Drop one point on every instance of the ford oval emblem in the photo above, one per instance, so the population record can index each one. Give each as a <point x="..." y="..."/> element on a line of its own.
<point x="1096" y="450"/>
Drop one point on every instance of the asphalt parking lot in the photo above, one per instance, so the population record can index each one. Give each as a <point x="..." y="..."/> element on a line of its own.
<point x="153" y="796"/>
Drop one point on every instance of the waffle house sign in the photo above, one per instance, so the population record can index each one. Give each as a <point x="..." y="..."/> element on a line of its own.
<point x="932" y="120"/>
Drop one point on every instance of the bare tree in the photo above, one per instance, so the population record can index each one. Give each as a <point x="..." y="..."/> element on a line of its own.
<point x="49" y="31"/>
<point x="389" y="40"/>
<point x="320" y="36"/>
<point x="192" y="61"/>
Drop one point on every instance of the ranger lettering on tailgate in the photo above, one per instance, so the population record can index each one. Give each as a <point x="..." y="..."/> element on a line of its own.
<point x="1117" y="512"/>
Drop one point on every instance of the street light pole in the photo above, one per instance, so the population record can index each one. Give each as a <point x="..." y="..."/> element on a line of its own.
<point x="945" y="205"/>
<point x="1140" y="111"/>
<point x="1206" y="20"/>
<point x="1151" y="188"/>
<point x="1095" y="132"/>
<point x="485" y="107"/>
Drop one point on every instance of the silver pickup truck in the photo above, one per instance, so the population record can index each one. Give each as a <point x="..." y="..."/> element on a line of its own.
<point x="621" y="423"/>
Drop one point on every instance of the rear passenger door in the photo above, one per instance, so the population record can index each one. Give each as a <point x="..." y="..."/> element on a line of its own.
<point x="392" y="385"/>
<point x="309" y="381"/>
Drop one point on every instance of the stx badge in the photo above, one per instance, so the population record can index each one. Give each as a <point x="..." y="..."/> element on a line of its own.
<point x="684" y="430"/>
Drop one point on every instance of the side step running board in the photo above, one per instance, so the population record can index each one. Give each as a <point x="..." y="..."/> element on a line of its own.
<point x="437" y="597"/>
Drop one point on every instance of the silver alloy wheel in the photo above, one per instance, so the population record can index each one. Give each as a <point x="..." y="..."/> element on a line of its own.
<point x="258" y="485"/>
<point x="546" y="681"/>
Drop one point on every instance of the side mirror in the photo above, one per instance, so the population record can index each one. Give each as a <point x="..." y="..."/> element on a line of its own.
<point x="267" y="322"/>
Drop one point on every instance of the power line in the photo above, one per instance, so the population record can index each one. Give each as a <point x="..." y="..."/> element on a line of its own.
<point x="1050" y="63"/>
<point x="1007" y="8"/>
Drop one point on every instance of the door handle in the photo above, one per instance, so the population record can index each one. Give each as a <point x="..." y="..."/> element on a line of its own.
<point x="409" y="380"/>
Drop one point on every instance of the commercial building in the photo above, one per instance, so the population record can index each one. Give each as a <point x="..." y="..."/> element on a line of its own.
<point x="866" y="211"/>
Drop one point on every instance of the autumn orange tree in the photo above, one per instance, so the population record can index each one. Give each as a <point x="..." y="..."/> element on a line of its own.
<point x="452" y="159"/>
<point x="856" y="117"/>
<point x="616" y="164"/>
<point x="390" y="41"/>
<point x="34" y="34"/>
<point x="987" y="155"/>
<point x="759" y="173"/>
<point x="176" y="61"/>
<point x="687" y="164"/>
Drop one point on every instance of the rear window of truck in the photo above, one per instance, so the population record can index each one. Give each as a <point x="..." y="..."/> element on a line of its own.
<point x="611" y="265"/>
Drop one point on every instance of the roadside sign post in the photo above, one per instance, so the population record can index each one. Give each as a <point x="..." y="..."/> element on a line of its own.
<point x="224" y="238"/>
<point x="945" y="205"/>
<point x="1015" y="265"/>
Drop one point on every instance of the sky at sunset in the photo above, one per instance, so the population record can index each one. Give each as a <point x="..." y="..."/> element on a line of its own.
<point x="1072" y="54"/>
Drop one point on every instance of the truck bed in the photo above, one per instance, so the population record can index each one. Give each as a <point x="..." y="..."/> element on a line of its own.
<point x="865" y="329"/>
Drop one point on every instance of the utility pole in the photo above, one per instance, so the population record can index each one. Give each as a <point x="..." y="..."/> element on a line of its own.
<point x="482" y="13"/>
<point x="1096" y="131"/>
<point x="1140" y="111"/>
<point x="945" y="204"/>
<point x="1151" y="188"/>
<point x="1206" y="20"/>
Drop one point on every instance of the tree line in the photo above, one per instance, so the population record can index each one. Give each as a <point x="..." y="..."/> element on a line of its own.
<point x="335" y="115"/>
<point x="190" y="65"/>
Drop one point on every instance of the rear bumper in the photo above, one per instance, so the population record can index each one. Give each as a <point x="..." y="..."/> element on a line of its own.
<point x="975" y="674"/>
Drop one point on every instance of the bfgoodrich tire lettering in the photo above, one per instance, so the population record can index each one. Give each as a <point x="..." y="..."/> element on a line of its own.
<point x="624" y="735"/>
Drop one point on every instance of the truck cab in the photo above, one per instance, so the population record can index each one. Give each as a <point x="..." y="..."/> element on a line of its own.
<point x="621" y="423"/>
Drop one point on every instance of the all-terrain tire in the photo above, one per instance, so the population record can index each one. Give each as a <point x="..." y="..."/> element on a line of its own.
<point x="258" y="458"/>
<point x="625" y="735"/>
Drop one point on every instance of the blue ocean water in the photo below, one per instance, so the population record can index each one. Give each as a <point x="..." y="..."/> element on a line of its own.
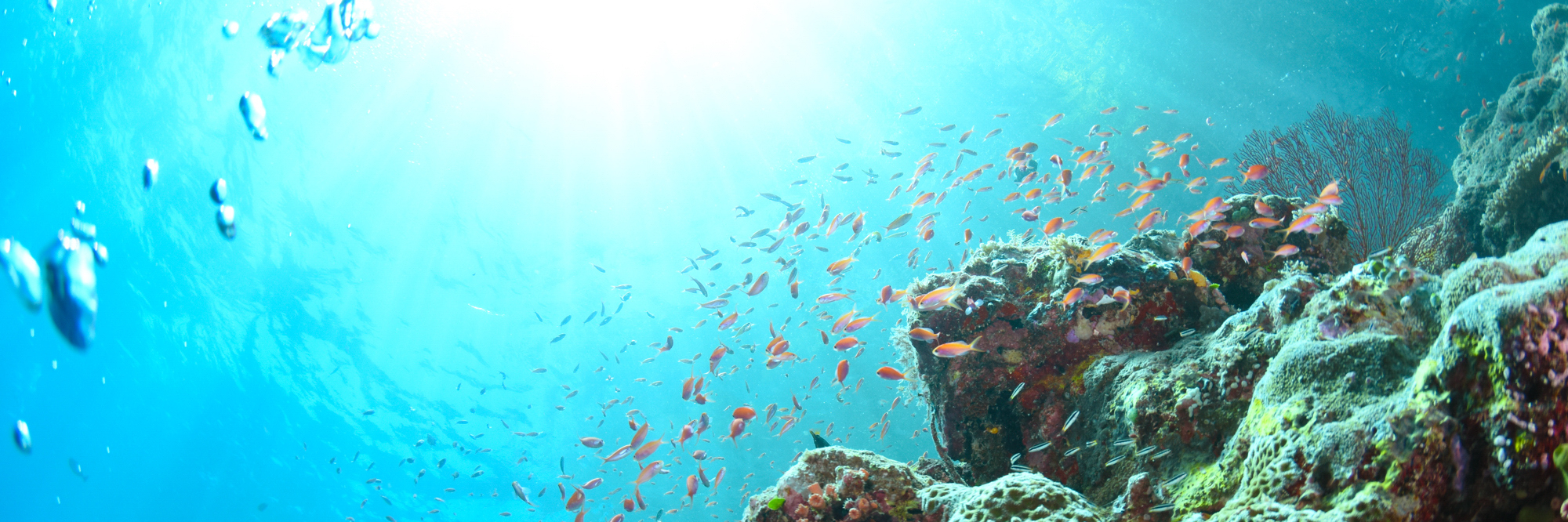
<point x="427" y="212"/>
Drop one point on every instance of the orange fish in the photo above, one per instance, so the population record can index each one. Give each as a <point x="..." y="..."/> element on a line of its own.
<point x="736" y="427"/>
<point x="840" y="266"/>
<point x="1255" y="173"/>
<point x="758" y="286"/>
<point x="890" y="374"/>
<point x="844" y="321"/>
<point x="1263" y="223"/>
<point x="1330" y="195"/>
<point x="1150" y="186"/>
<point x="648" y="449"/>
<point x="858" y="324"/>
<point x="956" y="349"/>
<point x="1301" y="225"/>
<point x="1053" y="227"/>
<point x="1073" y="297"/>
<point x="1105" y="252"/>
<point x="1152" y="220"/>
<point x="1142" y="201"/>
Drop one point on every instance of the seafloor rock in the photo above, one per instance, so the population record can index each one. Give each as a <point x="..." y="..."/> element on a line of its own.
<point x="1012" y="498"/>
<point x="1511" y="169"/>
<point x="1381" y="394"/>
<point x="838" y="484"/>
<point x="1070" y="358"/>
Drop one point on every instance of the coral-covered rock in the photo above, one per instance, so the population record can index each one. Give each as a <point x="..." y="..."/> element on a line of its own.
<point x="1012" y="498"/>
<point x="840" y="484"/>
<point x="1381" y="394"/>
<point x="1031" y="339"/>
<point x="1240" y="259"/>
<point x="1511" y="169"/>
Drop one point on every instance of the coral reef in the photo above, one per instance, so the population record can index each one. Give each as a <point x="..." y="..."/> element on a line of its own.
<point x="1509" y="173"/>
<point x="838" y="484"/>
<point x="1012" y="498"/>
<point x="1051" y="350"/>
<point x="1241" y="278"/>
<point x="1410" y="386"/>
<point x="1390" y="184"/>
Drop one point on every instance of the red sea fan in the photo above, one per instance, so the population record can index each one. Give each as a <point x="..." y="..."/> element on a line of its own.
<point x="1390" y="187"/>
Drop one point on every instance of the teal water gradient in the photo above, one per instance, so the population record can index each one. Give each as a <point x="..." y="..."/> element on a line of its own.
<point x="421" y="201"/>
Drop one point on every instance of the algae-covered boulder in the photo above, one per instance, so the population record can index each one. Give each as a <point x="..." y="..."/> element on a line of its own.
<point x="1511" y="167"/>
<point x="840" y="484"/>
<point x="1012" y="498"/>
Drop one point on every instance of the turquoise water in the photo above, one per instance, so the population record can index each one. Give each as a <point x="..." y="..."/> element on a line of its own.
<point x="426" y="214"/>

+ + +

Reproduce all of the entries word for word, skipping any pictures they hold.

Drop one point on every instance of the ford oval emblem in the photo above, one per instance, so the population record can index each one. Give each as a <point x="..." y="..."/> element on a line of its own.
<point x="1096" y="450"/>
Drop one point on every instance of the asphalt parking lot in the photo above, one per instance, so the population record can index each one. Give each as a <point x="..." y="..."/> element on a line of its own.
<point x="153" y="796"/>
Drop one point on every instance of the waffle house sign in the photo above, one per instance, so the population record can index each one. Give each as a <point x="..." y="..."/> element on a line of its own.
<point x="932" y="120"/>
Drop one point on every instance of the bare tree in the photo above, one per instance, so the population record can index each one. Give each as a <point x="..." y="..."/> element on a line of its own.
<point x="49" y="31"/>
<point x="389" y="40"/>
<point x="320" y="36"/>
<point x="192" y="61"/>
Drop one point on every instance of the ranger lettering on tailgate in the photo above, one per instance, so the population record can index each one. Give each as a <point x="..." y="..."/> element on a line of its own.
<point x="1117" y="512"/>
Drop one point on every instance of the street light pole in the photo above, one per instance, so the population record can index each one. Give each as a <point x="..." y="..."/> element on a line of its own.
<point x="945" y="205"/>
<point x="1140" y="111"/>
<point x="1206" y="20"/>
<point x="1151" y="188"/>
<point x="1095" y="132"/>
<point x="485" y="107"/>
Drop one point on every instance of the silver pickup truck in the photo above, one per instance, so the population record can index each one. Give each as a <point x="..." y="..."/> element on a line of its own.
<point x="621" y="423"/>
Drop one point on every instance of the rear passenger door in the photo above, one per instance, so the population record can index each one. Give each as a <point x="..." y="..."/> element on a line of its own.
<point x="392" y="385"/>
<point x="309" y="381"/>
Drop one point on every instance of the stx badge in the photo above, one per instance, so the population record can index each one. Give each as a <point x="..." y="..."/> element on a line of its own.
<point x="684" y="430"/>
Drop one point on every instance of the side step running board in the photo above, one per instance, so the population record can index each one. Give each as a <point x="..." y="..."/> element on a line of its own.
<point x="437" y="597"/>
Drop one point on every instance of the silver alloy wheel in the photo above, one per instance, so the population record can index each one. Give each as a <point x="..." y="..."/> element on a line of its own.
<point x="258" y="485"/>
<point x="546" y="681"/>
Drop one point on every instance of the side mirror in the photo above, one per instance, so the population record can index each one. Give each as a <point x="..." y="..."/> element on a line of its own.
<point x="267" y="322"/>
Drop one point on every instance of the power line in the photo above, one per instance, so the population record can index each one. Give each as a <point x="..." y="..."/> element on a line of its own.
<point x="1050" y="63"/>
<point x="1007" y="8"/>
Drop one point on every instance of the door handle in the photo above, one per instance, so the population record can index each one. Give each as a <point x="..." y="..."/> element on a line of its own.
<point x="409" y="380"/>
Drop one point on every instance of the commercial building in the photo above, one per instance, so the population record can index each one. Give each as a <point x="..." y="..."/> element on a line of its own.
<point x="866" y="211"/>
Drop one point on every instance of the autumn orange tree in the photo above, one per instance, so the population record can index each one. Give each as a <point x="..." y="..."/> element on a line of its own.
<point x="452" y="159"/>
<point x="856" y="117"/>
<point x="616" y="164"/>
<point x="390" y="41"/>
<point x="34" y="34"/>
<point x="987" y="155"/>
<point x="759" y="173"/>
<point x="176" y="61"/>
<point x="687" y="164"/>
Drop one point on every instance of the rear window of truck in the photo above, one per instance, so the population record can index each one. Give each as a <point x="..." y="..."/> element on a line of its own.
<point x="611" y="265"/>
Drop one point on every instance of the roadside sign post in the photo above, one per instance, so the population record can index each one. Give each as a <point x="..." y="..."/> element on a line of its own.
<point x="224" y="238"/>
<point x="945" y="205"/>
<point x="1015" y="265"/>
Drop one point on every instance of the sky at sunset in the photo above, one per instance, so the population record can index each one. Give each as a <point x="..." y="..."/> element on a line of its own.
<point x="1072" y="54"/>
Drop one point on every instance of the truck bed in the photo above, one per instance, so the population record can index each one. Give each as a <point x="..." y="..."/> element on a line of its own.
<point x="865" y="329"/>
Drop one point on every instance of the utility pole in the photo above, one per instance, so the population record can index each one. Give each as a <point x="..." y="..."/> element on a line of its own.
<point x="482" y="13"/>
<point x="1096" y="131"/>
<point x="1140" y="111"/>
<point x="945" y="204"/>
<point x="1151" y="188"/>
<point x="1206" y="20"/>
Drop one point on every instance of the tree line in the photo above, one per instance, so the population record can index each one. Give each as a <point x="..." y="..."/> element on a line of its own.
<point x="335" y="115"/>
<point x="190" y="65"/>
Drop one point on every instance of the rear bumper in the photo above, one per instance, so the population record can index each one. Give each as a <point x="..." y="..."/> element on a line of its own.
<point x="975" y="674"/>
Drop one point on every instance of the bfgoodrich tire lettering in the photo above, one per instance, so the population record can index each one. Give each as a <point x="..." y="..."/> element on a line of its own.
<point x="624" y="735"/>
Drop one point on every instance of the truck cab in the photo above, one per instance, so the population record can index each one. Give each as a <point x="..." y="..."/> element on a line of its own.
<point x="621" y="423"/>
Drop one point on every instance of the all-terrain tire in the photo above, one per instance, so the population record can index each one. Give each as a <point x="..." y="..."/> element on a line of its own.
<point x="258" y="458"/>
<point x="625" y="735"/>
Drop one point on every instance of the blue ocean water in the photo below, one per instance, so the population record can index each one. Give each as a <point x="..." y="..."/> element on a line of its own.
<point x="427" y="212"/>
Drop one point on every instance of the orange fish in the photo above, one per instance, so the population record can index each one. Give each as a <point x="..." y="..."/> element on a line of its own.
<point x="736" y="427"/>
<point x="840" y="266"/>
<point x="1255" y="173"/>
<point x="758" y="286"/>
<point x="890" y="374"/>
<point x="844" y="321"/>
<point x="1263" y="223"/>
<point x="1330" y="195"/>
<point x="1150" y="186"/>
<point x="648" y="449"/>
<point x="858" y="324"/>
<point x="956" y="349"/>
<point x="1301" y="225"/>
<point x="1053" y="227"/>
<point x="1073" y="297"/>
<point x="1105" y="252"/>
<point x="1152" y="220"/>
<point x="1142" y="201"/>
Drop one point on every instance of the seafloor rock in the photo above, one per instance, so the population record can index each one. Give each as a <point x="..." y="..."/> element on a line of its own.
<point x="1012" y="498"/>
<point x="1511" y="169"/>
<point x="1381" y="394"/>
<point x="838" y="484"/>
<point x="1070" y="358"/>
Drop one point on every instance of the coral-covered rock in the photo above, one per instance, so the population record can index each one. Give each as a <point x="..." y="..."/> element on a line of its own.
<point x="1012" y="498"/>
<point x="840" y="484"/>
<point x="1381" y="394"/>
<point x="1031" y="339"/>
<point x="1240" y="259"/>
<point x="1511" y="169"/>
Drop one point on every instance of the coral reef in the photo above, one per instance, so the population record can index each one. Give each as a <point x="..." y="..."/> element on a line of its own.
<point x="1509" y="173"/>
<point x="838" y="484"/>
<point x="1012" y="498"/>
<point x="1051" y="350"/>
<point x="1241" y="278"/>
<point x="1410" y="386"/>
<point x="1390" y="184"/>
Drop one point on every instance of the red sea fan in the photo above, one per instance, so the population record can index each one. Give each as a <point x="..." y="..."/> element on a line of its own.
<point x="1390" y="187"/>
Drop one point on every instance of the teal water gradient in the photo above, one per instance, so the population record can index each one. Give each as a <point x="..." y="..."/> element on a line of its own.
<point x="421" y="201"/>
Drop one point on every instance of the algae-covered boulder in the photo above, one per instance, so the population record can index each one. Give each as a <point x="..." y="..."/> element on a line of its own.
<point x="1511" y="167"/>
<point x="840" y="484"/>
<point x="1012" y="498"/>
Drop one point on every instance of the turquoise water in the photo above, one per instance, so the population record can index each one. Give each as a <point x="..." y="..."/> element on a line of its own.
<point x="426" y="214"/>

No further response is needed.